## What is asked
Pull out each line of the material below that contains the string "multi", and copy those lines in full.
==== Material provided
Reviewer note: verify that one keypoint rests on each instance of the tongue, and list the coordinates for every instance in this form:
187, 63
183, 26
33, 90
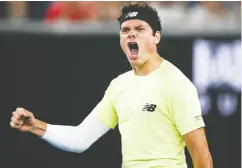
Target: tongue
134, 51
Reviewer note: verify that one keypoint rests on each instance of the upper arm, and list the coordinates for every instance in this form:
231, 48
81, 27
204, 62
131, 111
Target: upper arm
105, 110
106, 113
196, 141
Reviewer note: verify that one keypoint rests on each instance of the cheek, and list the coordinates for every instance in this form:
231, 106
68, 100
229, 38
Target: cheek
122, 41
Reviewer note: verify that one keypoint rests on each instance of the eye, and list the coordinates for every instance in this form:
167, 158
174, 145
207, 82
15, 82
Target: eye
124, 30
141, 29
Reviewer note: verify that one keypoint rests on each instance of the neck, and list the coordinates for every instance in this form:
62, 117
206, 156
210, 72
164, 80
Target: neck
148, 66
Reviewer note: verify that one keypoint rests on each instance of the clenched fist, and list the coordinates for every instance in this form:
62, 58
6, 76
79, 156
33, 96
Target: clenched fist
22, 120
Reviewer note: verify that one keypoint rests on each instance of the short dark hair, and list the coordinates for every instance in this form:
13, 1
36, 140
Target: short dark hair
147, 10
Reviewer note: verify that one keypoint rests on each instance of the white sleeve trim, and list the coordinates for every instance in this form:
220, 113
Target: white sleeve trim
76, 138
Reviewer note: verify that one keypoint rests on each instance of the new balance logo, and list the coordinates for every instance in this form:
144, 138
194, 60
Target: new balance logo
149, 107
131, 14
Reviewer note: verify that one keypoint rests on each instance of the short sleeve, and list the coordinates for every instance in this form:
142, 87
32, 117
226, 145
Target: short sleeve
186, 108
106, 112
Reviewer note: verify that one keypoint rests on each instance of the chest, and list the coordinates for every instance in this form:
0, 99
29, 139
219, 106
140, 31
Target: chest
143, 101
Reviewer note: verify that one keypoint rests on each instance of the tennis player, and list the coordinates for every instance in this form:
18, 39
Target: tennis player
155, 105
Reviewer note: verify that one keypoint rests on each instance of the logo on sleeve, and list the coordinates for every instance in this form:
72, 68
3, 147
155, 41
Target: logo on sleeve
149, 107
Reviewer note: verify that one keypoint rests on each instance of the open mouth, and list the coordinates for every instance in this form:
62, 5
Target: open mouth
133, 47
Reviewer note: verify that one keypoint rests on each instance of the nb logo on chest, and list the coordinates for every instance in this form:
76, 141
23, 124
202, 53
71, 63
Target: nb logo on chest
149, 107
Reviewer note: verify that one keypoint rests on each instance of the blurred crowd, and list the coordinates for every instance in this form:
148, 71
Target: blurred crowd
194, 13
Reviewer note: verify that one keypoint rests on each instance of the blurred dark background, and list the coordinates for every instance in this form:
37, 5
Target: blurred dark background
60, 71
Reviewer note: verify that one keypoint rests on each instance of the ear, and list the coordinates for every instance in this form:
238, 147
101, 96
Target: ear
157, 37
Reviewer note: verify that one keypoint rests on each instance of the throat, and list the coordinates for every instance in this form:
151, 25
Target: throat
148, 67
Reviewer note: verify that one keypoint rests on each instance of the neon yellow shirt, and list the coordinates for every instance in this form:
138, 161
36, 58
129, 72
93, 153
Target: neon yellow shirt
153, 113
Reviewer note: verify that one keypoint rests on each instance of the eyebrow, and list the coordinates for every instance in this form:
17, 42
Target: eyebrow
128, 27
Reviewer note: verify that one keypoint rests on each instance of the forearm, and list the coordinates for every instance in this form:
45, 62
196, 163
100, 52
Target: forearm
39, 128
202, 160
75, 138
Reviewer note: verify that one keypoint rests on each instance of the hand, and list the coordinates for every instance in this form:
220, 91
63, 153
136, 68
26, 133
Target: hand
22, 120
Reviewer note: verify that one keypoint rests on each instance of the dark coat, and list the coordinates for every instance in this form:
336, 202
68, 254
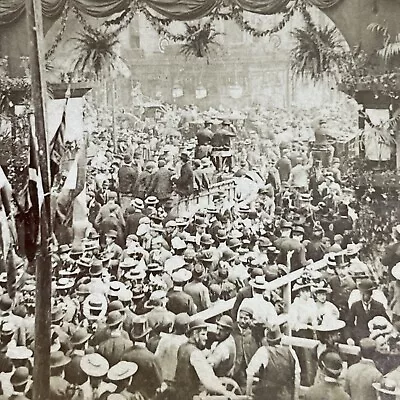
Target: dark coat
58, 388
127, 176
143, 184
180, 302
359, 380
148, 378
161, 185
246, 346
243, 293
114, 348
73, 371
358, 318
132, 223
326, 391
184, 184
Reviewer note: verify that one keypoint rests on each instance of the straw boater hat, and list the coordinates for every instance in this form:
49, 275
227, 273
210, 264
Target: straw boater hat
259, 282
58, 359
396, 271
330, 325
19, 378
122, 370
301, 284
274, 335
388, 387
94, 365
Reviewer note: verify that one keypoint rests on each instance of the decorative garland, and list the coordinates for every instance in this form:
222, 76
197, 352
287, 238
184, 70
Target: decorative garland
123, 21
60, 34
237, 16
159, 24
========
==== Material provided
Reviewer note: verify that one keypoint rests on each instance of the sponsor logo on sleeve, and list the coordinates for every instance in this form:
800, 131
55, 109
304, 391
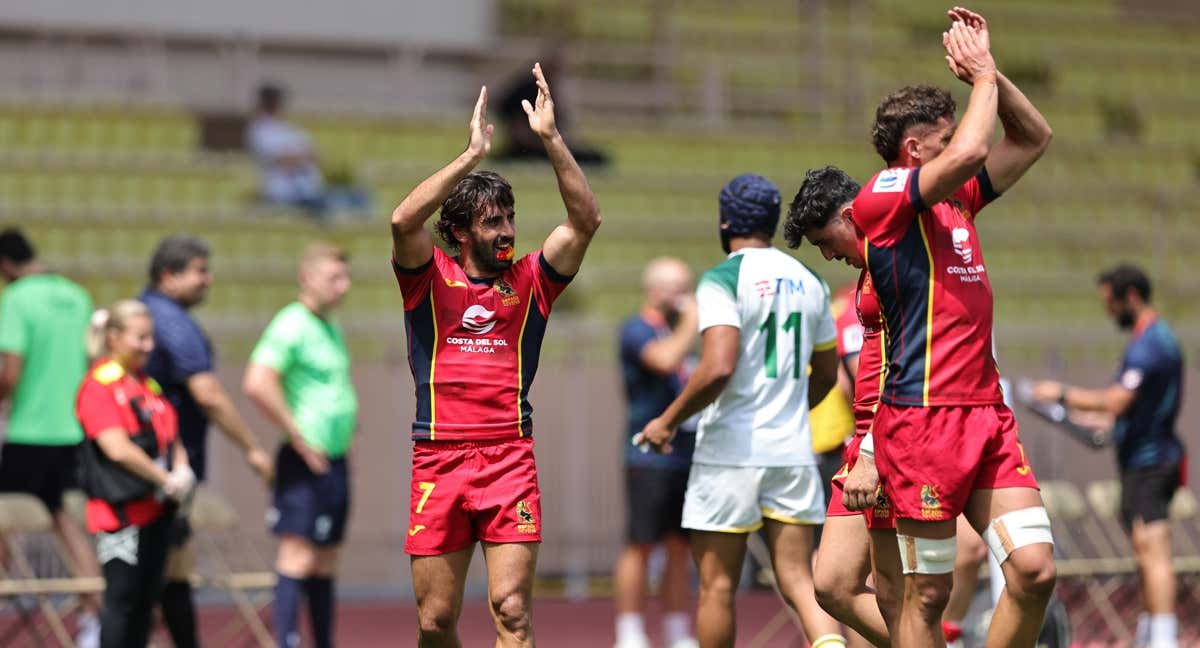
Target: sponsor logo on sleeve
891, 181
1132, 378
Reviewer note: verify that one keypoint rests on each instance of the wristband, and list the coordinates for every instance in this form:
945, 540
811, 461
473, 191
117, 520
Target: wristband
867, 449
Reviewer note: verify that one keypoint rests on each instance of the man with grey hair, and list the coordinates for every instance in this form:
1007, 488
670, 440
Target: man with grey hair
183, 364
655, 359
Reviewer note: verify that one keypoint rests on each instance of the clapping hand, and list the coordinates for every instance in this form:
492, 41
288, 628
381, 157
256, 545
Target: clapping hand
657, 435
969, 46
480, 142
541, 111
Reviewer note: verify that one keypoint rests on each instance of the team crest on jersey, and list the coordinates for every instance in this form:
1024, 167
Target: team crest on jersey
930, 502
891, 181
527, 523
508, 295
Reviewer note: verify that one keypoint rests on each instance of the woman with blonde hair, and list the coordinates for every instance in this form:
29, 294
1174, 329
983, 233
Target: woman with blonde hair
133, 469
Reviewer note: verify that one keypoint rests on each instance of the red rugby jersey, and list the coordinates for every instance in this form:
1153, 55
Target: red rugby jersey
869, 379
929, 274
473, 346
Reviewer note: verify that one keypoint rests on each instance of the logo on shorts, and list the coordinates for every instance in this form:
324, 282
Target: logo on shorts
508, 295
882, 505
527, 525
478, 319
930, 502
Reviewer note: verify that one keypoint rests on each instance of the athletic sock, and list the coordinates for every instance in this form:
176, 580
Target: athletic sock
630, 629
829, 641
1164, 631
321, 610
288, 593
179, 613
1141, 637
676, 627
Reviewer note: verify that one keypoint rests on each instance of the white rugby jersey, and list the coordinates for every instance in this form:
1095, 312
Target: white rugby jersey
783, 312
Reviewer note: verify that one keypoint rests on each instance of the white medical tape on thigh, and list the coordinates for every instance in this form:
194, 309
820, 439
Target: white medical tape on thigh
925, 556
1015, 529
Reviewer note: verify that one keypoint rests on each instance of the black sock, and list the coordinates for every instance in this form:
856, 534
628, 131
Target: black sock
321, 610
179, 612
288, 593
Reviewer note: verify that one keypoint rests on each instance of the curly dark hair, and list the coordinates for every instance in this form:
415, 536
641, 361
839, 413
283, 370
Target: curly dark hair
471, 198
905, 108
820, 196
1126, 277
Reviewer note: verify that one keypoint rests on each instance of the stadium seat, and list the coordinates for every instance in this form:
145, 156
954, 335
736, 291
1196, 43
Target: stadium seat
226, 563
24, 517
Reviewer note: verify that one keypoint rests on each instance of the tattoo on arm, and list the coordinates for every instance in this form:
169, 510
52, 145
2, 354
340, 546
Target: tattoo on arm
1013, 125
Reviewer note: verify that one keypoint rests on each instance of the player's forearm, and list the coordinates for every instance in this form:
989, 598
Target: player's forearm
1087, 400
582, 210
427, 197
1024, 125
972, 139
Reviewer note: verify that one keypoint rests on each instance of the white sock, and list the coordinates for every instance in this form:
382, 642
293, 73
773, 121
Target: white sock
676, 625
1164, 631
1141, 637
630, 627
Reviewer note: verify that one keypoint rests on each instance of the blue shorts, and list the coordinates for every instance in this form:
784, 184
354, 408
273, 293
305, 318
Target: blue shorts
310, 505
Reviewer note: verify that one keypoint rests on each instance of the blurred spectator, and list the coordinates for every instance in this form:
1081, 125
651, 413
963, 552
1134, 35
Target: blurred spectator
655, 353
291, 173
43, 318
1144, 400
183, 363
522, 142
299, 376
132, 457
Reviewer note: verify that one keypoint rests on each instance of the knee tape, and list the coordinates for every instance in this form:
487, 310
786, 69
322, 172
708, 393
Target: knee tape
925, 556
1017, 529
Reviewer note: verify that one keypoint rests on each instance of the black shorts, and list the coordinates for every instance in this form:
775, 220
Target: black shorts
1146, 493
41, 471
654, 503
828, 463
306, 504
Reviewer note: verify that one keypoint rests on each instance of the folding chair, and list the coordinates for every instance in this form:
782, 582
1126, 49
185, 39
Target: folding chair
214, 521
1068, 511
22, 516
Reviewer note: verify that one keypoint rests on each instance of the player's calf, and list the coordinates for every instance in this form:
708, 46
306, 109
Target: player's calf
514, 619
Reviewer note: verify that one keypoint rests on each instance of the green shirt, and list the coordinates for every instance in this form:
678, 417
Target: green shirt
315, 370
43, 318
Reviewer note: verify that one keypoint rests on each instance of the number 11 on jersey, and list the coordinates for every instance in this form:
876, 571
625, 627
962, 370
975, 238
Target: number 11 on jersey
========
==== Material provided
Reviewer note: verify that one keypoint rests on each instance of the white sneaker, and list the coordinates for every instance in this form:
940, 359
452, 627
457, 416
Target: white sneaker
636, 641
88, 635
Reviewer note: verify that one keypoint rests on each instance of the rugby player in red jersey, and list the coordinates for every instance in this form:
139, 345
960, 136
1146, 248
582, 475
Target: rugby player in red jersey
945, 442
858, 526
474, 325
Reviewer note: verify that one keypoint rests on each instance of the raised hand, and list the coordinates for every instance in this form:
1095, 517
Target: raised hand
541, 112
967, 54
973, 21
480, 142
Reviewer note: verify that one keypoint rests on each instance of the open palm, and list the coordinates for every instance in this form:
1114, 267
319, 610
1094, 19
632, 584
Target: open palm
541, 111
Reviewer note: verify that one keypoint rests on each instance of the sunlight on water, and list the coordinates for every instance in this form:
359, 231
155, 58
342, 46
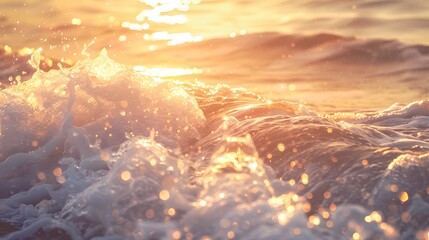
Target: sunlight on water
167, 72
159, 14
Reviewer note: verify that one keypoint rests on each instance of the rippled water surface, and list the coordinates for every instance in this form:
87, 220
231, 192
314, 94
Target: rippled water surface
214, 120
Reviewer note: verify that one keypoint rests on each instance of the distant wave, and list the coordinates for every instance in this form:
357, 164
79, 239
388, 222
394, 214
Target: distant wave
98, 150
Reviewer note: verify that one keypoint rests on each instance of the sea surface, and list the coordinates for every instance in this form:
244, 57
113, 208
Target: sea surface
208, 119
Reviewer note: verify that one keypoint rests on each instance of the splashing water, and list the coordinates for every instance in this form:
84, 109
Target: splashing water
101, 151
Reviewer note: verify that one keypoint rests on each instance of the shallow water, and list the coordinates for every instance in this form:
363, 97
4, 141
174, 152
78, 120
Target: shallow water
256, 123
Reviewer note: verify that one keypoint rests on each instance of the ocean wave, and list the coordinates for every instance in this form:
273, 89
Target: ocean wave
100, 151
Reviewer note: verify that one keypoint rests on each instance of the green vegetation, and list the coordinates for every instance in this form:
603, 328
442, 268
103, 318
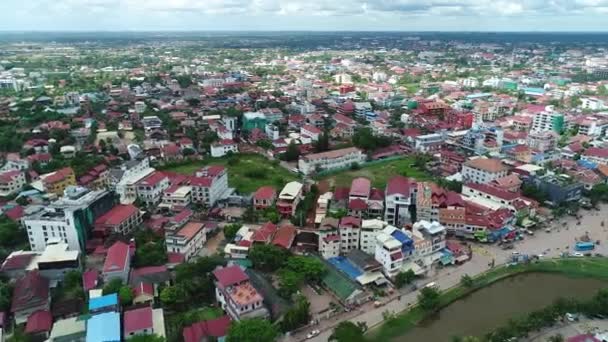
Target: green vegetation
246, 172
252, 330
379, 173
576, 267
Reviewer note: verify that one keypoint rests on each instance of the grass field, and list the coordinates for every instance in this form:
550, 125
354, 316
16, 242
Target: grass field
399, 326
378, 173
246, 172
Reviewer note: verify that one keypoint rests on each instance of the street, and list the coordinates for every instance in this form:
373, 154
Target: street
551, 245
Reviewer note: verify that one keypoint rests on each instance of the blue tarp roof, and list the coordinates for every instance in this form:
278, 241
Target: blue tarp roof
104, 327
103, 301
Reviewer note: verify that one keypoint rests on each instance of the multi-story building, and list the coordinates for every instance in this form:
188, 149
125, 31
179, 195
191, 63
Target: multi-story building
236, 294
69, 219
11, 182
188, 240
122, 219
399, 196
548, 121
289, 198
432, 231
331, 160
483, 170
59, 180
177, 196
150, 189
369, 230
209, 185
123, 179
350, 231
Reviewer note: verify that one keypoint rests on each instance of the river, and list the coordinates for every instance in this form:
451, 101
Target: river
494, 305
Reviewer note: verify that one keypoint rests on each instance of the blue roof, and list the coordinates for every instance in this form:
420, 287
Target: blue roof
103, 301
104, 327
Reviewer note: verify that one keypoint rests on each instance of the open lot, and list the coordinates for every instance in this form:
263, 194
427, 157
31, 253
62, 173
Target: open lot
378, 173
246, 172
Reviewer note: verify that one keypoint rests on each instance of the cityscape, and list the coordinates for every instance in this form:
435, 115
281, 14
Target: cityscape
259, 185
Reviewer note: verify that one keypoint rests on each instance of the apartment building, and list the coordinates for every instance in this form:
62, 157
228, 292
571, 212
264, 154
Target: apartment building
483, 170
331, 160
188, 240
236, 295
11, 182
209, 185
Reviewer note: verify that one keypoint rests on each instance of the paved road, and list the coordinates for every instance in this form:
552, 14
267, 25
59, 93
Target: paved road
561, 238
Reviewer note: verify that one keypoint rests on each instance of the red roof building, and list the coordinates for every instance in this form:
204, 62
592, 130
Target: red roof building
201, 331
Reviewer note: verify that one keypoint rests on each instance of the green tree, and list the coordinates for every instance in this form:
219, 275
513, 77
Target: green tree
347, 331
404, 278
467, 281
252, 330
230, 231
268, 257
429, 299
========
## Response to this task
Reviewer note: verify that one keypoint rests on each instance of the multi-story building, and list the coordinates for every instance in this form:
Target: multi-story building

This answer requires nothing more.